▼
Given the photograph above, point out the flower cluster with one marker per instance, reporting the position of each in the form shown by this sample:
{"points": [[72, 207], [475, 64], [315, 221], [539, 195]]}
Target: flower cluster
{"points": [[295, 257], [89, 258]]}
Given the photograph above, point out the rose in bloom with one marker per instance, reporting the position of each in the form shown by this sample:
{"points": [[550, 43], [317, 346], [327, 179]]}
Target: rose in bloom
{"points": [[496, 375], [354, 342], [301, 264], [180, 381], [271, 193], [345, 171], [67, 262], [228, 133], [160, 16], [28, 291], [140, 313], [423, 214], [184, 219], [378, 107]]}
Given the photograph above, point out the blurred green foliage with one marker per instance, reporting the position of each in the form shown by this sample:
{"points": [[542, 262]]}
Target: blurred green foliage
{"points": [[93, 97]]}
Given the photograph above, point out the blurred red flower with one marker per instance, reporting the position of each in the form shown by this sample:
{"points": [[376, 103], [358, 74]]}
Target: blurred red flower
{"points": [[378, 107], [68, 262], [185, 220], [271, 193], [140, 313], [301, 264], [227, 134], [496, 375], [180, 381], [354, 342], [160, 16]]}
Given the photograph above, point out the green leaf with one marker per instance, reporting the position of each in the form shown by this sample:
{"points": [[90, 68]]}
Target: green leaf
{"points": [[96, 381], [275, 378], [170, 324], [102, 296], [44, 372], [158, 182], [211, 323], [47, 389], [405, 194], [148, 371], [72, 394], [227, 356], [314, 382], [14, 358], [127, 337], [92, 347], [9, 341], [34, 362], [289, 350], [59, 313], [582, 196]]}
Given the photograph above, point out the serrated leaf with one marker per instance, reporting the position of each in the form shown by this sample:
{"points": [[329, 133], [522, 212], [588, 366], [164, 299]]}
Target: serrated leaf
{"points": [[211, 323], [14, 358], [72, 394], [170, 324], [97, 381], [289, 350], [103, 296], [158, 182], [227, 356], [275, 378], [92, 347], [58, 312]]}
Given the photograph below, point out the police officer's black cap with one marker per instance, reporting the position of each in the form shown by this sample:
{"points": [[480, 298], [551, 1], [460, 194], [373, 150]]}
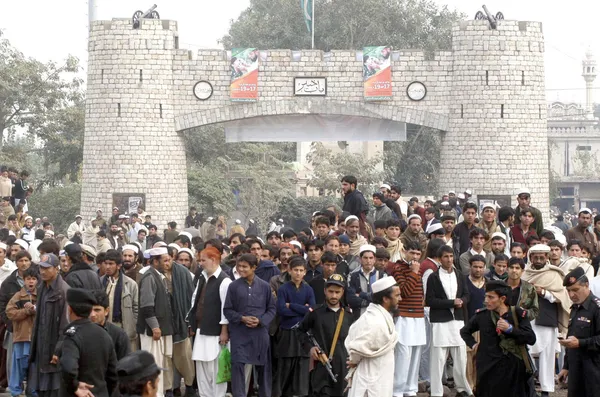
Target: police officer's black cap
{"points": [[80, 297], [136, 366], [573, 277], [498, 286], [336, 279]]}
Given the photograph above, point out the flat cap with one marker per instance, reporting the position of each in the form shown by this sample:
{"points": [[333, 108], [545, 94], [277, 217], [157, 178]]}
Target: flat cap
{"points": [[137, 365]]}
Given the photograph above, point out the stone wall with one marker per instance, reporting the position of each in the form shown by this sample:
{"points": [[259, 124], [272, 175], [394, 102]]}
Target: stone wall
{"points": [[484, 149]]}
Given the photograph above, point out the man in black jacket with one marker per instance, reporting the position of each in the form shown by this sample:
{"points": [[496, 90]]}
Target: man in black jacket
{"points": [[80, 274], [99, 315], [89, 372], [447, 296]]}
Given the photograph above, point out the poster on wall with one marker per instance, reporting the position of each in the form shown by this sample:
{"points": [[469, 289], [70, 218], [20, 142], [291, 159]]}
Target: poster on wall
{"points": [[244, 74], [129, 202], [377, 73]]}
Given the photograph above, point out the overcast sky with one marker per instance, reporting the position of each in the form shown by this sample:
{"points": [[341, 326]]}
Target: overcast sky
{"points": [[52, 29]]}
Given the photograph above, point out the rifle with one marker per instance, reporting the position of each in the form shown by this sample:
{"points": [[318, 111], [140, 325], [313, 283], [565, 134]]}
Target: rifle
{"points": [[322, 356]]}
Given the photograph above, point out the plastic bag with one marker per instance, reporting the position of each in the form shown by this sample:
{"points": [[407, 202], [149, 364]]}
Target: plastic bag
{"points": [[224, 372]]}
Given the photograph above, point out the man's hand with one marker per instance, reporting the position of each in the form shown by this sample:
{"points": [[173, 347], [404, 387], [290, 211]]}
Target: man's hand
{"points": [[502, 325], [415, 267], [563, 375], [540, 291], [314, 353], [83, 390], [156, 334], [570, 343], [224, 337]]}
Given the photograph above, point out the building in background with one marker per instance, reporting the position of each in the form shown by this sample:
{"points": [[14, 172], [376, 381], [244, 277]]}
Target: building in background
{"points": [[574, 144]]}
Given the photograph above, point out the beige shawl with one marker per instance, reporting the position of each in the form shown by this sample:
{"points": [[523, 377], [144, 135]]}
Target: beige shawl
{"points": [[551, 278]]}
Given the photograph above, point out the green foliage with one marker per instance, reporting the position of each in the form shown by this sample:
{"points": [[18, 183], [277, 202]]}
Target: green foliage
{"points": [[414, 164], [46, 101], [329, 168], [60, 204], [344, 24], [304, 207]]}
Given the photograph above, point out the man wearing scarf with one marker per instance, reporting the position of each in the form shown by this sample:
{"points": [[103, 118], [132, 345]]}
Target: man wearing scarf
{"points": [[123, 296], [181, 288], [414, 232], [553, 317]]}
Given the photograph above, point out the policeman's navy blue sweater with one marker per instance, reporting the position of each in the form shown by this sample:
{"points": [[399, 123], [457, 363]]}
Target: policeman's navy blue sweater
{"points": [[297, 298]]}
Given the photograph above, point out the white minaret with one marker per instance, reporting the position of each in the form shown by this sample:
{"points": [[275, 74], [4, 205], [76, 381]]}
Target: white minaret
{"points": [[589, 75]]}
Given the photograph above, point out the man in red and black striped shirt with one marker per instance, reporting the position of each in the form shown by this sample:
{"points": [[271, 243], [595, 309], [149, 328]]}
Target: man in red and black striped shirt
{"points": [[410, 324]]}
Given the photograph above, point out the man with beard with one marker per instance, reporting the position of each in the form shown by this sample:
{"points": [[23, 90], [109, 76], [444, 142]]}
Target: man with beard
{"points": [[581, 361], [131, 267], [488, 223], [123, 297], [115, 240], [582, 233], [553, 317], [329, 323], [414, 232], [505, 331], [354, 202], [498, 244], [99, 315], [370, 343], [80, 273], [155, 317]]}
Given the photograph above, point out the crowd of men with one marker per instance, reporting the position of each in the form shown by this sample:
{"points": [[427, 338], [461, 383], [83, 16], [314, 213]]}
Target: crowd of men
{"points": [[383, 302]]}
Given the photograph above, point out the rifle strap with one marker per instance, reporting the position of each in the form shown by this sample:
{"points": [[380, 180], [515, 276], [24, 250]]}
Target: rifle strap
{"points": [[521, 347], [337, 332]]}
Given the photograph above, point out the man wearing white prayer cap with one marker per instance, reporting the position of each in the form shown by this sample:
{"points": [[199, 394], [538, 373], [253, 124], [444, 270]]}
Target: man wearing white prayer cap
{"points": [[131, 265], [360, 283], [371, 341], [553, 317], [155, 318]]}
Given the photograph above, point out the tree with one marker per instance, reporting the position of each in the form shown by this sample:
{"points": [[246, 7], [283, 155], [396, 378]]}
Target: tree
{"points": [[344, 24], [414, 165], [31, 92], [60, 204], [329, 168]]}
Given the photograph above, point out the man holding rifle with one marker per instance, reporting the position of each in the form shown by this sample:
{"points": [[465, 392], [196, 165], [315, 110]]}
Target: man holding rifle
{"points": [[329, 324]]}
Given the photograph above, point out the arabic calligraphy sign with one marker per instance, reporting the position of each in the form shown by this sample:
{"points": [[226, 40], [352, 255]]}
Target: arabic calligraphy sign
{"points": [[377, 73], [310, 86]]}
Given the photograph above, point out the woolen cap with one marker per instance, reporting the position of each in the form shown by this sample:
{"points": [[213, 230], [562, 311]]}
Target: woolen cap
{"points": [[336, 279], [49, 260], [137, 365], [573, 276], [80, 296]]}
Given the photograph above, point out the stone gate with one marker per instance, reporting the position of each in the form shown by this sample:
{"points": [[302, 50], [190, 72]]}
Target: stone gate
{"points": [[486, 97]]}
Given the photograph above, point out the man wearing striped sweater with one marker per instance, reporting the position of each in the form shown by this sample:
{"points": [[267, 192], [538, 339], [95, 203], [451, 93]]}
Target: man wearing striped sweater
{"points": [[410, 323]]}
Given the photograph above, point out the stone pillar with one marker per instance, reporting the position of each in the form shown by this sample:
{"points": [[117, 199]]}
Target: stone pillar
{"points": [[497, 136], [130, 143]]}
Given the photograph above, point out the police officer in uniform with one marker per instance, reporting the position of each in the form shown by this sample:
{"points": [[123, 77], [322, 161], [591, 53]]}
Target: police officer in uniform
{"points": [[88, 361], [582, 360], [329, 323]]}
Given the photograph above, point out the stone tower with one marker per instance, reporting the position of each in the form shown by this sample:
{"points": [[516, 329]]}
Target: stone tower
{"points": [[130, 145], [589, 75], [497, 132]]}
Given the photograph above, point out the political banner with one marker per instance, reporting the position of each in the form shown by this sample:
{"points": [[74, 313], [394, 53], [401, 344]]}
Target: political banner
{"points": [[377, 73], [244, 74]]}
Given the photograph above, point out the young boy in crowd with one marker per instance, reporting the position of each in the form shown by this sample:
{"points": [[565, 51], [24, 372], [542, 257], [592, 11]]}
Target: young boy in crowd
{"points": [[21, 311]]}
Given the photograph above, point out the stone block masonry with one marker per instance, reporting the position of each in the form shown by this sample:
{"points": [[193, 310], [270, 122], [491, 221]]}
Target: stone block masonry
{"points": [[486, 97]]}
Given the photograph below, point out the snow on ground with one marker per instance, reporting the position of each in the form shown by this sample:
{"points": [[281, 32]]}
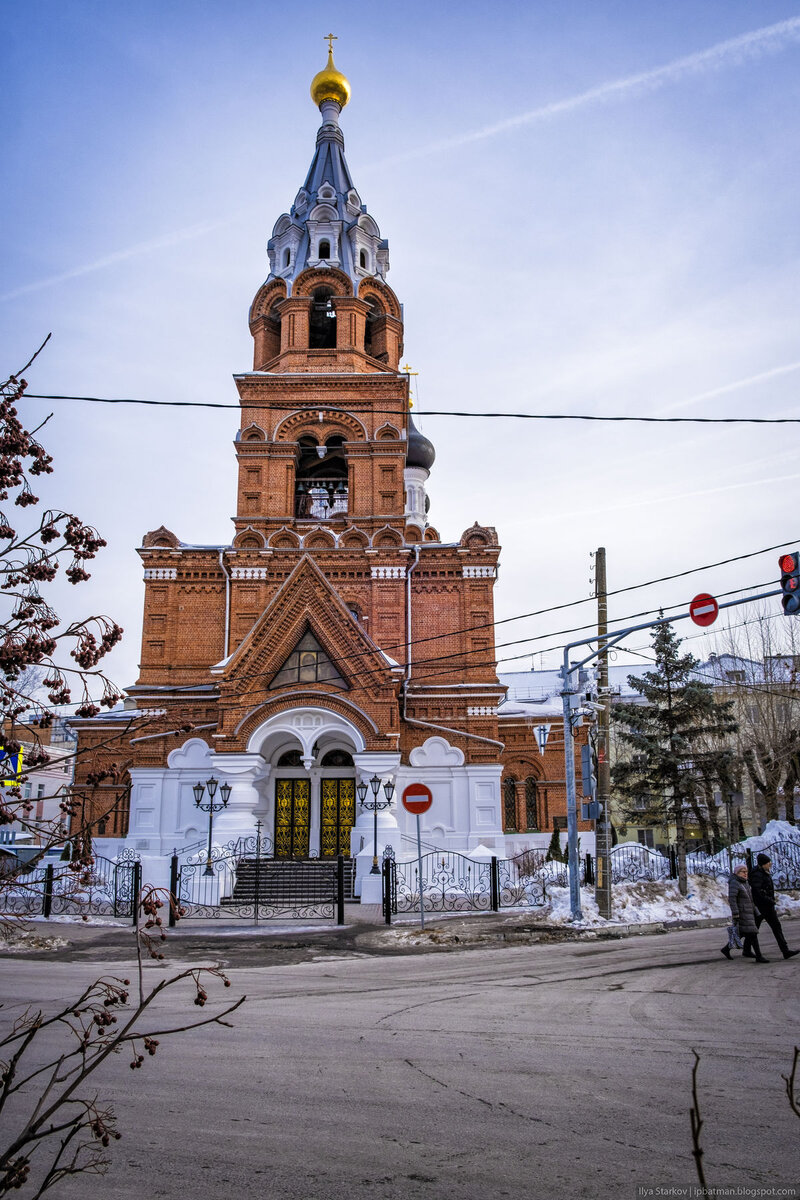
▲
# [Required action]
For each line in the data that holds the word "below", copy the line.

# [Reply]
Given the photograph below, point out the police officer's black cap with one marker per instance, reporting the position of each in the form shown by this sample:
Given the photograph below, point out the snow on ground with one marker per instance, reporting the position of each in the form shown by this sample:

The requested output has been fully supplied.